Render every line of the items below as a JSON list of strings, one string per line, with blank lines omitted and the pictures left out.

Begin Data provided

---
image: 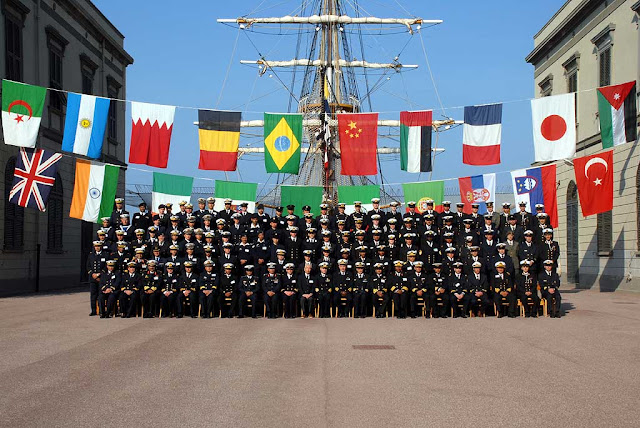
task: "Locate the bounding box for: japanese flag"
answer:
[531,93,576,162]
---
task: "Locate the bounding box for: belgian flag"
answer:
[198,110,242,171]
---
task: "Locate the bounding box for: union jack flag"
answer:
[9,148,62,211]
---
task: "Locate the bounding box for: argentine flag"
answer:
[62,92,110,159]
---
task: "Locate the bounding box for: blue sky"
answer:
[94,0,564,197]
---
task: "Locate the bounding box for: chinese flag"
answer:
[573,150,613,217]
[338,113,378,175]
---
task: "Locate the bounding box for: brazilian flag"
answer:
[264,113,302,174]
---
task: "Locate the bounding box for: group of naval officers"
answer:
[86,197,561,318]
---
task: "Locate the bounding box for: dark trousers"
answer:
[393,291,409,318]
[264,292,278,318]
[353,292,367,318]
[493,293,516,317]
[98,292,118,316]
[238,291,256,317]
[218,291,238,318]
[200,290,216,318]
[451,293,469,317]
[89,279,102,314]
[300,294,316,316]
[431,293,449,318]
[119,291,138,318]
[373,293,389,318]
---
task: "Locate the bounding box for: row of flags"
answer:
[2,80,638,175]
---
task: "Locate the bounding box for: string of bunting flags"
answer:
[2,80,638,224]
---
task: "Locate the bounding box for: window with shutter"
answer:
[47,174,64,252]
[4,156,24,250]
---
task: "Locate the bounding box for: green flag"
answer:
[402,181,444,214]
[264,113,302,174]
[338,184,380,214]
[280,186,324,216]
[2,80,47,147]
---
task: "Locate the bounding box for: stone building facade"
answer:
[526,0,640,291]
[0,0,133,295]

End Data provided

• **Solution**
[
  "---",
  "image: ",
  "task: \"Locate the bounding box for: japanese flag\"",
  "answer:",
  "[531,93,576,162]",
  "---",
  "task: \"Locate the bounding box for: belgian flag\"",
  "answer:",
  "[198,110,242,171]",
  "---",
  "task: \"Locate the bounding box for: union jack flag\"",
  "answer:",
  "[9,148,62,211]",
  "---",
  "task: \"Locate the bounding box for: argentine flag\"",
  "answer:",
  "[62,92,110,159]",
  "---",
  "task: \"Locate the bounding box for: blue sky\"",
  "answer:",
  "[94,0,564,197]",
  "---",
  "task: \"Locate the bounding box for: chinese flag\"",
  "answer:",
  "[573,150,613,217]",
  "[338,113,378,175]",
  "---",
  "task: \"Locate the bounding box for: brazilian flag\"",
  "answer:",
  "[264,113,302,174]",
  "---",
  "task: \"Locate the bounding box for: group of naval officers\"",
  "answer:",
  "[86,197,561,318]",
  "---",
  "task: \"Locate the bounding box for: dark trousers\"",
  "answer:",
  "[393,291,409,318]",
  "[264,292,278,318]",
  "[353,292,367,318]",
  "[493,293,516,317]",
  "[98,292,118,316]",
  "[238,291,256,317]",
  "[218,291,238,318]",
  "[200,290,216,318]",
  "[451,293,469,317]",
  "[89,279,102,314]",
  "[300,294,316,316]",
  "[431,293,449,318]",
  "[119,291,138,318]",
  "[373,293,389,318]",
  "---",
  "task: \"Locate the bounding box for: row of flags\"",
  "answer:",
  "[2,80,638,175]",
  "---",
  "task: \"Locate the bounding box for: string of bunting flags\"",
  "answer:",
  "[2,80,638,224]",
  "---",
  "task: \"Locate the bounding box for: window with shutter\"",
  "answer:",
  "[47,174,64,252]",
  "[4,156,24,250]",
  "---",
  "task: \"Locate the bounding box for: green flag\"",
  "answer:",
  "[402,181,444,214]",
  "[264,113,302,174]",
  "[338,184,380,214]",
  "[280,186,324,216]",
  "[2,80,47,147]",
  "---",
  "task: \"Locate the bounding box for: stone building facade\"",
  "answer:",
  "[526,0,640,291]",
  "[0,0,133,295]"
]